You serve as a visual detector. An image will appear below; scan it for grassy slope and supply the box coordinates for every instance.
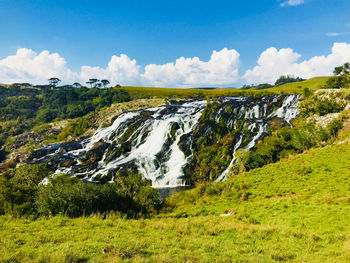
[0,143,350,262]
[122,77,328,98]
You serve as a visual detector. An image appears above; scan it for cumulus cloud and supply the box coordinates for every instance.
[79,54,140,85]
[326,31,350,37]
[0,48,77,83]
[0,48,239,87]
[243,43,350,83]
[142,48,239,86]
[281,0,305,6]
[0,43,350,87]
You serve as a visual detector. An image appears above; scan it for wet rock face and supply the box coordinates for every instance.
[28,95,298,187]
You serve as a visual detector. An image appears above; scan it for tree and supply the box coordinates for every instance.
[275,75,304,87]
[72,82,81,88]
[49,77,61,87]
[101,79,110,88]
[325,62,350,89]
[86,79,98,88]
[94,82,102,88]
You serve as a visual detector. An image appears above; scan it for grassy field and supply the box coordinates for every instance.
[122,77,328,99]
[0,143,350,262]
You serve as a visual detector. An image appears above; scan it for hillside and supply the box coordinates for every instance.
[0,75,350,262]
[122,77,328,98]
[0,143,350,262]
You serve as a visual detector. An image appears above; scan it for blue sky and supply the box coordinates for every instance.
[0,0,350,86]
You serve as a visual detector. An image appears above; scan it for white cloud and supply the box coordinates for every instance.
[326,31,350,37]
[281,0,305,6]
[79,54,140,85]
[0,48,76,83]
[0,43,350,87]
[243,43,350,83]
[142,48,240,86]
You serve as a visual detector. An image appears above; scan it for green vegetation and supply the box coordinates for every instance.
[0,164,160,217]
[0,65,350,262]
[0,144,350,262]
[325,62,350,89]
[275,75,305,87]
[0,84,131,162]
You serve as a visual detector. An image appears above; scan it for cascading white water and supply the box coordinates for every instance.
[39,95,299,188]
[56,101,206,188]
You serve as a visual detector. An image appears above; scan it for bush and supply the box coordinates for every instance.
[35,174,160,217]
[0,164,50,216]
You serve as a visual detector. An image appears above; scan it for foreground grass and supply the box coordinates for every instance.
[0,143,350,262]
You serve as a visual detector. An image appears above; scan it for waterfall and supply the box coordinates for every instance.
[32,95,300,188]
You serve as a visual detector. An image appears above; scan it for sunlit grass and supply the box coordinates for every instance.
[0,144,350,262]
[122,77,328,98]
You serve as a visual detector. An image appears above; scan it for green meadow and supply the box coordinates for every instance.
[0,143,350,262]
[122,77,328,99]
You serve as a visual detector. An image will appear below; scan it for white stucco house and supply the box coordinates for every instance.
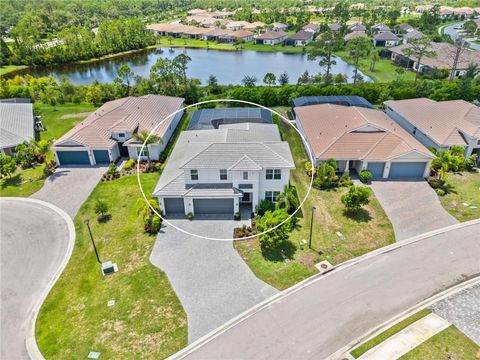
[52,95,184,165]
[153,123,295,216]
[384,98,480,161]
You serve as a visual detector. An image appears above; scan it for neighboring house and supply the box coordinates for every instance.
[0,99,41,156]
[389,42,480,77]
[272,23,288,31]
[402,29,424,44]
[255,31,288,45]
[372,23,392,34]
[294,104,435,179]
[302,23,320,34]
[153,123,295,216]
[348,23,367,31]
[187,107,273,130]
[343,31,368,42]
[373,31,400,47]
[292,95,374,109]
[384,98,480,157]
[52,95,184,165]
[286,30,314,46]
[328,23,343,33]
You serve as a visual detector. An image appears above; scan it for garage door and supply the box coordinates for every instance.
[57,151,90,165]
[193,199,233,215]
[93,150,110,164]
[367,162,385,179]
[389,162,427,179]
[163,198,185,214]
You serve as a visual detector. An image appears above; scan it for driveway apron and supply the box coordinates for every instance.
[150,219,278,342]
[371,181,458,241]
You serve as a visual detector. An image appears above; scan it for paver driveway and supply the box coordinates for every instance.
[150,218,277,342]
[31,166,107,219]
[0,198,73,360]
[371,181,458,241]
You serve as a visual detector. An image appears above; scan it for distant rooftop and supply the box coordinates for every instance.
[187,107,273,130]
[292,96,373,109]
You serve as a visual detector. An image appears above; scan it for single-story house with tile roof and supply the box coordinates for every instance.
[372,23,392,33]
[153,123,295,216]
[0,99,39,156]
[187,107,273,130]
[294,104,435,179]
[384,98,480,157]
[302,23,320,34]
[373,31,400,47]
[272,23,288,31]
[388,42,480,77]
[52,95,184,165]
[285,30,314,46]
[255,31,288,45]
[343,31,368,42]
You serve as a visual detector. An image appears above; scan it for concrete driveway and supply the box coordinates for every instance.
[31,166,108,219]
[371,181,458,241]
[150,217,277,342]
[0,198,75,359]
[176,221,480,360]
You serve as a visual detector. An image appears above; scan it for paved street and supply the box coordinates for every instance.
[150,217,277,342]
[371,181,458,241]
[176,222,480,360]
[0,198,69,360]
[430,284,480,346]
[31,166,108,219]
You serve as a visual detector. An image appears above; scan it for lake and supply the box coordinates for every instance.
[22,48,369,85]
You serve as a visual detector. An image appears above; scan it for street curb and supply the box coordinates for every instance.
[326,276,480,360]
[2,197,75,360]
[167,219,480,360]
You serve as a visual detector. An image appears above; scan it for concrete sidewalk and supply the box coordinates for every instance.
[359,313,451,360]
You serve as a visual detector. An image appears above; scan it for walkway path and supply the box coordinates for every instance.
[0,198,75,360]
[359,313,451,360]
[174,220,480,360]
[150,216,278,342]
[31,166,107,219]
[371,181,458,241]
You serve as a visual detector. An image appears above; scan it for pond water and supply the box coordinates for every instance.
[26,48,369,85]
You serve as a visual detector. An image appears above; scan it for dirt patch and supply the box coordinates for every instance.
[60,112,91,119]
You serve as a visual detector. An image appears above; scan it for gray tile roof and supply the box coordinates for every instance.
[154,123,294,197]
[0,102,35,148]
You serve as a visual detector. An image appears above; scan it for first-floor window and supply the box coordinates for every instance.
[137,146,148,157]
[265,191,280,203]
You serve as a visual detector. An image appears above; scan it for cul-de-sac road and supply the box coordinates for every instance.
[172,220,480,360]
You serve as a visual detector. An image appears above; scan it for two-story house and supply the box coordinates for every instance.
[52,95,184,165]
[153,123,295,216]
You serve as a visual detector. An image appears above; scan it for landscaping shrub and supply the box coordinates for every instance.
[358,170,373,184]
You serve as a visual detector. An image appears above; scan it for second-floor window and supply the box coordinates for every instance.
[220,169,227,180]
[190,170,198,180]
[265,169,282,180]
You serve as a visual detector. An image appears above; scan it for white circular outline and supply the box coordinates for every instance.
[137,99,315,241]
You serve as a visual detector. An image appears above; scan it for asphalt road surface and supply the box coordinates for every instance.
[0,198,69,360]
[177,223,480,360]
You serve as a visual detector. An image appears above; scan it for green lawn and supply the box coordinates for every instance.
[350,309,431,359]
[440,172,480,221]
[36,103,97,139]
[235,108,395,289]
[0,65,28,76]
[400,325,480,360]
[0,103,95,197]
[335,50,415,82]
[36,173,187,359]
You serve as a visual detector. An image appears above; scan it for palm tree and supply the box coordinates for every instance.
[133,130,163,166]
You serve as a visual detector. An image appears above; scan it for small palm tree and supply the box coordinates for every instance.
[133,130,163,166]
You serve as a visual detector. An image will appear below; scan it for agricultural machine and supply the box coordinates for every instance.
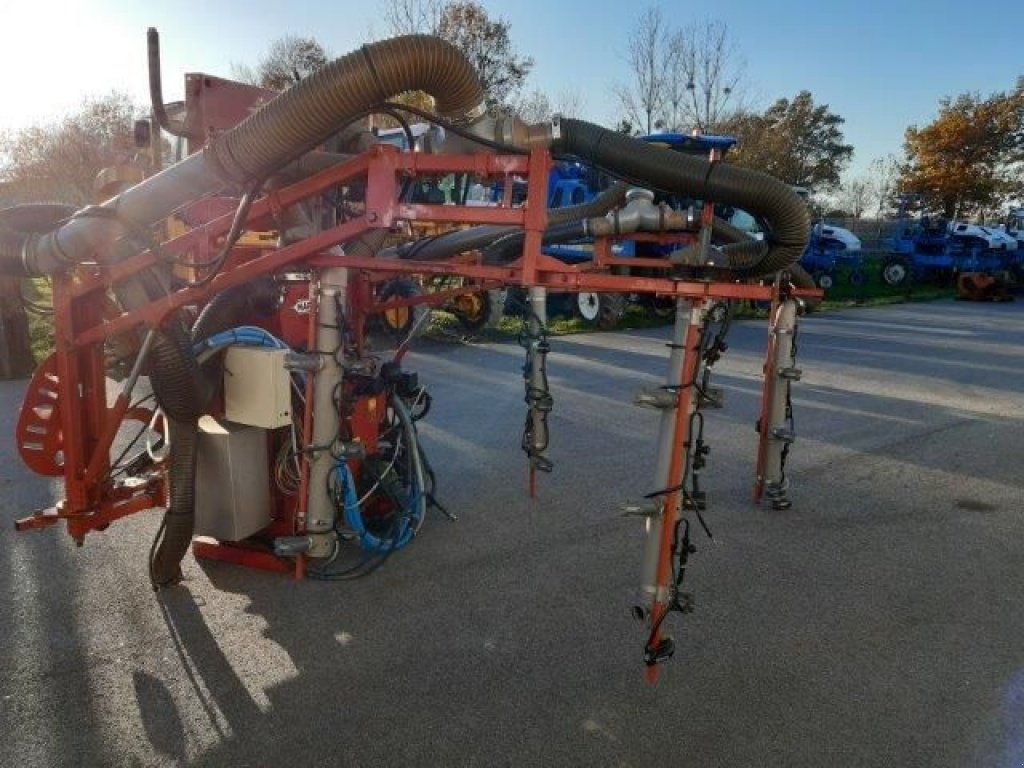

========

Reproduce word for word the lines from the line with "it for gray" to the line with "[265,191,280,203]", including both of those lines.

Response below →
You serve as a visual detector. An image appears above; scan it for gray tile roof and supply the box coordinates for every instance.
[154,123,294,197]
[0,102,35,148]
You serve as a visual detector. An image appears above; scan it for first-floor window and supply the box coordinates for every instance.
[137,146,148,157]
[265,191,280,203]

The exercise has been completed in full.